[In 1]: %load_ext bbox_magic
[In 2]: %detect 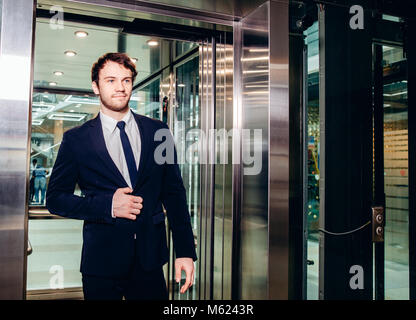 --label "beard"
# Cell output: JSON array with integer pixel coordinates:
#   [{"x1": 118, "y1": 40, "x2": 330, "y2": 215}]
[{"x1": 100, "y1": 95, "x2": 131, "y2": 112}]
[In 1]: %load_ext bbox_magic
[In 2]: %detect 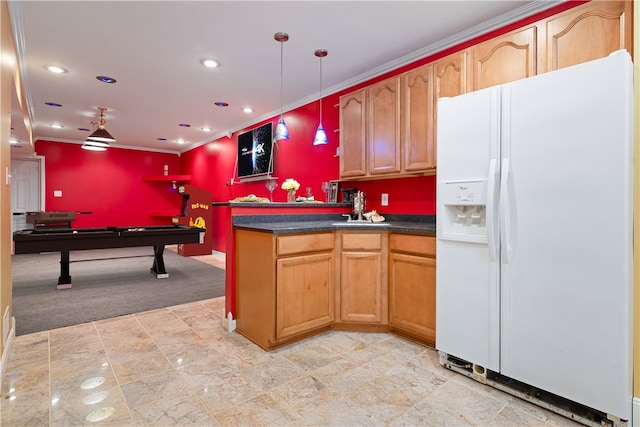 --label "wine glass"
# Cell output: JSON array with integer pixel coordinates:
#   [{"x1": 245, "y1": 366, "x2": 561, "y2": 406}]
[
  {"x1": 264, "y1": 179, "x2": 278, "y2": 203},
  {"x1": 322, "y1": 181, "x2": 331, "y2": 203}
]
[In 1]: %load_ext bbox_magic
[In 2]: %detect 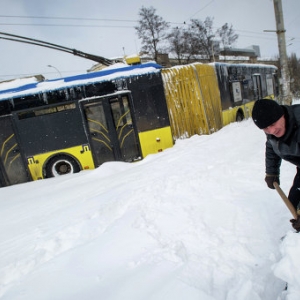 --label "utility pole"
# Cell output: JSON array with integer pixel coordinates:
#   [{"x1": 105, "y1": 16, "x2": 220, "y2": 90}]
[{"x1": 273, "y1": 0, "x2": 292, "y2": 105}]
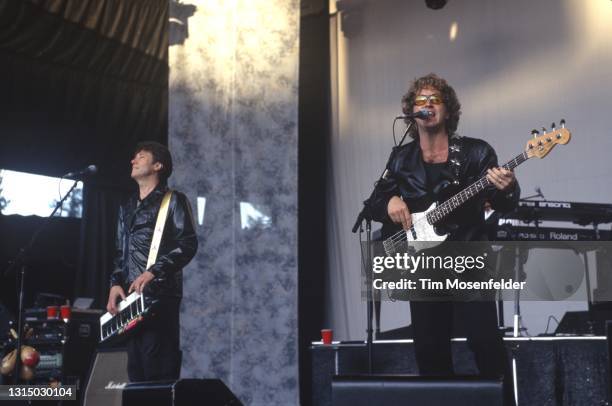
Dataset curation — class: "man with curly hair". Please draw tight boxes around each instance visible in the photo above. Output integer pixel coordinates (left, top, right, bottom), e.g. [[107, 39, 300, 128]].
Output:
[[372, 73, 520, 404]]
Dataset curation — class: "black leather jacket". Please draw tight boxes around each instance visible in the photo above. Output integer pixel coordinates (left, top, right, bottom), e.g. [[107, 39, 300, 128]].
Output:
[[370, 136, 521, 241], [111, 185, 198, 297]]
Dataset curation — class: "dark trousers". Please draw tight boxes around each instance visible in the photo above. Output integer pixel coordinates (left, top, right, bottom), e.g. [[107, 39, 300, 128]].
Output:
[[127, 298, 181, 382], [410, 301, 514, 405]]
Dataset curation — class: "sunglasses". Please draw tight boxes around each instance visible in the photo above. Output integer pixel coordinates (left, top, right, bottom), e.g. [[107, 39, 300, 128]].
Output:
[[414, 94, 442, 106]]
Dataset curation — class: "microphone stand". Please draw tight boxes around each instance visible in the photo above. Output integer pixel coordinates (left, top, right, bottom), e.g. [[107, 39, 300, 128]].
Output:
[[352, 118, 414, 374], [4, 179, 79, 384]]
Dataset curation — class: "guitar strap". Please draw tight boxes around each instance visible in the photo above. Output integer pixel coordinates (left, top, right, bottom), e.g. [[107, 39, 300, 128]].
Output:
[[146, 190, 172, 269], [448, 134, 465, 186]]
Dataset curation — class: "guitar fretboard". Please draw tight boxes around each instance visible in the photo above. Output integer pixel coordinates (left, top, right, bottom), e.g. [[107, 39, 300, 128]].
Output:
[[427, 152, 529, 225]]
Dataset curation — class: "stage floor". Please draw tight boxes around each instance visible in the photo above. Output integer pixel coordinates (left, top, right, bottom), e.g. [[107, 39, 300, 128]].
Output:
[[311, 336, 609, 406]]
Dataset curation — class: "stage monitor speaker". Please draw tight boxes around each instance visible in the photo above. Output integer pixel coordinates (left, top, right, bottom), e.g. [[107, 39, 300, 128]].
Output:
[[83, 348, 129, 406], [332, 375, 503, 406], [123, 379, 242, 406]]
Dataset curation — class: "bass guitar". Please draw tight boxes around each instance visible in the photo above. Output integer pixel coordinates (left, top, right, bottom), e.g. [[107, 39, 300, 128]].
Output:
[[383, 120, 571, 256]]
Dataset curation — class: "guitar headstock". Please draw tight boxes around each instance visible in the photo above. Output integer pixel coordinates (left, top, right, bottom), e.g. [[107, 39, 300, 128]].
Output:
[[525, 120, 572, 158]]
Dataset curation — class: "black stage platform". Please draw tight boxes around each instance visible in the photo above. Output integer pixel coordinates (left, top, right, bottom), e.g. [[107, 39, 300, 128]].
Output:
[[311, 336, 609, 406]]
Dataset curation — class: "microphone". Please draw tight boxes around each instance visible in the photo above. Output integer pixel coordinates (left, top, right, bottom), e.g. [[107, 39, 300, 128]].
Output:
[[63, 165, 98, 178], [395, 110, 433, 120]]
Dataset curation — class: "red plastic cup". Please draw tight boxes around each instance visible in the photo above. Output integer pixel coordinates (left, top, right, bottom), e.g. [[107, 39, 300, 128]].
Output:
[[47, 306, 59, 320], [321, 328, 334, 344], [60, 305, 72, 323]]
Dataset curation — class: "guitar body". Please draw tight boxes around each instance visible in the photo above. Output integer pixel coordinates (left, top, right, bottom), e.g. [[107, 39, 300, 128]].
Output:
[[383, 124, 571, 256], [383, 202, 448, 256]]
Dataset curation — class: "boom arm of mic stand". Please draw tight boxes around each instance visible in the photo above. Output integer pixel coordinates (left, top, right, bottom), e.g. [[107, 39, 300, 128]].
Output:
[[5, 180, 79, 384], [351, 121, 414, 233]]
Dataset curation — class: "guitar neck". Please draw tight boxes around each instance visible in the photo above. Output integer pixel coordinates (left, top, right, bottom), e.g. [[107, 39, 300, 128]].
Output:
[[427, 152, 529, 225]]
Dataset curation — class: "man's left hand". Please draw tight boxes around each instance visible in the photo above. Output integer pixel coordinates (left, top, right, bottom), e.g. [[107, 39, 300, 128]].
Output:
[[487, 168, 516, 191], [128, 271, 155, 294]]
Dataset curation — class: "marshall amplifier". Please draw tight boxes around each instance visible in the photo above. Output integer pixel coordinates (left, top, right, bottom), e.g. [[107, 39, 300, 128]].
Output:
[[123, 379, 242, 406], [83, 348, 128, 406]]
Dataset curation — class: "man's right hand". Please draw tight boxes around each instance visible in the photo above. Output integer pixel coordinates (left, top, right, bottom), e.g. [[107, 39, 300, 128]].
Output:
[[106, 285, 125, 315], [387, 196, 412, 230]]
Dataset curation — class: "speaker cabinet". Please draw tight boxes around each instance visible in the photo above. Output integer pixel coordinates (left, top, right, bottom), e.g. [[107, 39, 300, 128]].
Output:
[[332, 375, 503, 406], [123, 379, 242, 406], [83, 348, 129, 406]]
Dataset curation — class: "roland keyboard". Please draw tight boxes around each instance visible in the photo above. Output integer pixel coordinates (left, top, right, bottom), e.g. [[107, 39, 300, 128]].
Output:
[[504, 200, 612, 226], [100, 292, 148, 342]]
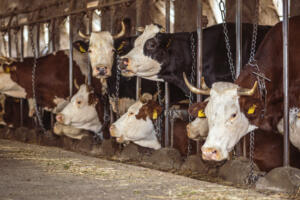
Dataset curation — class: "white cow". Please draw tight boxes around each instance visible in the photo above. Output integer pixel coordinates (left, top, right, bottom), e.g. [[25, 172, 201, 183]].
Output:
[[277, 108, 300, 150], [110, 93, 162, 149]]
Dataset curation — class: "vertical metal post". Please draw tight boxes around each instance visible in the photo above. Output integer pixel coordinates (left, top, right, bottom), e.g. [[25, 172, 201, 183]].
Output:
[[20, 26, 24, 62], [136, 0, 143, 100], [35, 23, 40, 58], [165, 0, 173, 147], [69, 15, 73, 97], [282, 0, 290, 166], [20, 26, 24, 126], [197, 0, 203, 153], [51, 19, 56, 53], [235, 0, 246, 157], [7, 29, 12, 57], [87, 11, 94, 85]]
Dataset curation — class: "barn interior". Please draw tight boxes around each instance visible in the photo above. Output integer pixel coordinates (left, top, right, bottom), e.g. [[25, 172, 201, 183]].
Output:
[[0, 0, 300, 199]]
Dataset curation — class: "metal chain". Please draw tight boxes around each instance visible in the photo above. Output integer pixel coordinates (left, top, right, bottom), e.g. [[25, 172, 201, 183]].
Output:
[[115, 55, 121, 119], [187, 33, 197, 156], [155, 81, 163, 142], [248, 0, 259, 64], [219, 0, 235, 81], [29, 26, 46, 132], [14, 29, 20, 58]]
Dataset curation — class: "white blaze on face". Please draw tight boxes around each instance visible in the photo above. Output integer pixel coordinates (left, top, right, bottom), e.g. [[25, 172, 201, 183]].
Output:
[[202, 82, 256, 160], [277, 108, 300, 150], [89, 31, 114, 78], [110, 101, 161, 149], [0, 73, 27, 98], [186, 117, 208, 140], [56, 85, 102, 132], [121, 24, 161, 81]]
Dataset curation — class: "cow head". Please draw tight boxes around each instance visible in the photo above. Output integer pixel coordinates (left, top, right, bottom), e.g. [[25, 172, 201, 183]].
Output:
[[110, 93, 162, 149], [277, 107, 300, 149], [79, 22, 125, 78], [56, 85, 102, 132], [119, 24, 167, 80], [184, 75, 257, 161]]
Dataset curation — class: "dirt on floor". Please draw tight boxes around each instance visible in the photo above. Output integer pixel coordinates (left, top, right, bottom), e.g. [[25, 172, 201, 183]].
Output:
[[0, 140, 289, 200]]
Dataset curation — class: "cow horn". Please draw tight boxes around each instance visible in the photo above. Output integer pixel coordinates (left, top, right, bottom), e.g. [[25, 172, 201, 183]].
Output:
[[78, 30, 90, 40], [136, 26, 145, 33], [238, 81, 257, 96], [74, 78, 79, 90], [113, 21, 126, 39], [183, 72, 210, 95]]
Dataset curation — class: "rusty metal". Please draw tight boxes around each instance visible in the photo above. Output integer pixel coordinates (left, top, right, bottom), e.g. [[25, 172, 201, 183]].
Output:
[[0, 0, 135, 32], [282, 0, 290, 166]]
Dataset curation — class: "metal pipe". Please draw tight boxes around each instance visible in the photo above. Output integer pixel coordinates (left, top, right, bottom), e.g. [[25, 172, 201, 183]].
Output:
[[35, 24, 40, 58], [69, 15, 73, 97], [20, 26, 24, 62], [136, 0, 143, 100], [165, 0, 174, 147], [87, 12, 93, 85], [197, 0, 203, 153], [0, 0, 134, 32], [282, 0, 290, 166], [51, 19, 56, 53], [235, 0, 242, 79], [7, 29, 12, 57]]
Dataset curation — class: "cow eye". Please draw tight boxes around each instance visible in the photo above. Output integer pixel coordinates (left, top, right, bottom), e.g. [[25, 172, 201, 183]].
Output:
[[230, 113, 237, 121], [146, 39, 157, 50]]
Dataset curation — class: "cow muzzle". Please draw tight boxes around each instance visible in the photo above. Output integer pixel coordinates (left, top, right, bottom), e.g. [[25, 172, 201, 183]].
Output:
[[201, 147, 223, 161], [56, 113, 64, 123]]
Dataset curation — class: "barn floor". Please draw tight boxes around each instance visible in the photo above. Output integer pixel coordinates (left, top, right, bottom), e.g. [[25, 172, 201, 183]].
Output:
[[0, 140, 287, 200]]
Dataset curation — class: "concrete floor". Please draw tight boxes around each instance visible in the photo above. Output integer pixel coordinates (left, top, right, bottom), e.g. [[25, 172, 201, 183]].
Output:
[[0, 140, 288, 200]]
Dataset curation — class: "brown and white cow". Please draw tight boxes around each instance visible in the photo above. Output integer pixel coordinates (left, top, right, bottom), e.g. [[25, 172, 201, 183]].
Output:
[[110, 93, 196, 156], [185, 17, 300, 160], [0, 44, 88, 114]]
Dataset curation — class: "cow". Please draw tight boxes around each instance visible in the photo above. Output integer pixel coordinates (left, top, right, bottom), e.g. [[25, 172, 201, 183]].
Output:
[[119, 23, 270, 94], [277, 107, 300, 150], [109, 93, 196, 156], [184, 17, 300, 161], [0, 45, 88, 116]]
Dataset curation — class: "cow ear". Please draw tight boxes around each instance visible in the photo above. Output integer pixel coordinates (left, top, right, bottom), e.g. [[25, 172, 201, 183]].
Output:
[[73, 40, 89, 53], [188, 101, 208, 118], [240, 97, 264, 120]]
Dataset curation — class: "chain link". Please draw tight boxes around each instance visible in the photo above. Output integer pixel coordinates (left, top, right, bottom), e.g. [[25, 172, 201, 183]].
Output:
[[29, 26, 46, 132], [155, 81, 163, 142], [115, 55, 121, 119], [219, 0, 236, 81]]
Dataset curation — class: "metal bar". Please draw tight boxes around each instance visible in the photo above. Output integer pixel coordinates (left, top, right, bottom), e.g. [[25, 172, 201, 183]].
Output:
[[69, 15, 73, 97], [282, 0, 290, 166], [165, 0, 173, 147], [35, 24, 40, 58], [0, 0, 134, 32], [51, 19, 56, 53], [20, 26, 24, 62], [87, 11, 93, 85], [7, 29, 12, 57], [235, 0, 242, 79], [136, 0, 143, 100], [197, 0, 203, 153]]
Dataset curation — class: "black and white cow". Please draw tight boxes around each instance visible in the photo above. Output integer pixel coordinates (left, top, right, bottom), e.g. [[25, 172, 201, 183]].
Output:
[[119, 23, 270, 94]]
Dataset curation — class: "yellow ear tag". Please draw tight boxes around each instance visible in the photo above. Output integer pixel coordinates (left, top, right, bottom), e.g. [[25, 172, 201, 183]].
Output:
[[79, 45, 86, 53], [247, 104, 257, 115], [152, 109, 157, 119], [198, 109, 206, 118]]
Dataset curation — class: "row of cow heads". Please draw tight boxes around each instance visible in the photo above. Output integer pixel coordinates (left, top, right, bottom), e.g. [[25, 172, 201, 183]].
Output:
[[184, 74, 257, 161], [79, 22, 126, 78]]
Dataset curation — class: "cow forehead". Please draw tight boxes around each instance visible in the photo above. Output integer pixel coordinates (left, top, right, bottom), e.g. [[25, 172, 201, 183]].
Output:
[[134, 24, 160, 47], [90, 31, 114, 46]]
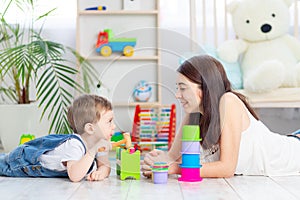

Task prompt
Collect every line of the material that contains the word "chain".

Result of this task
Dataset curation — class: "metal chain". Please draw tight boxes around each instance visible in the photo above. Output integer pixel coordinates (left, top, right, bottom), e.g. [[25, 172, 201, 183]].
Dataset curation — class: "chain link". Please draw tight boxes around each instance visible in the photo above. Output integer pixel coordinates (left, top, right, bottom), e.g. [[25, 172, 201, 183]].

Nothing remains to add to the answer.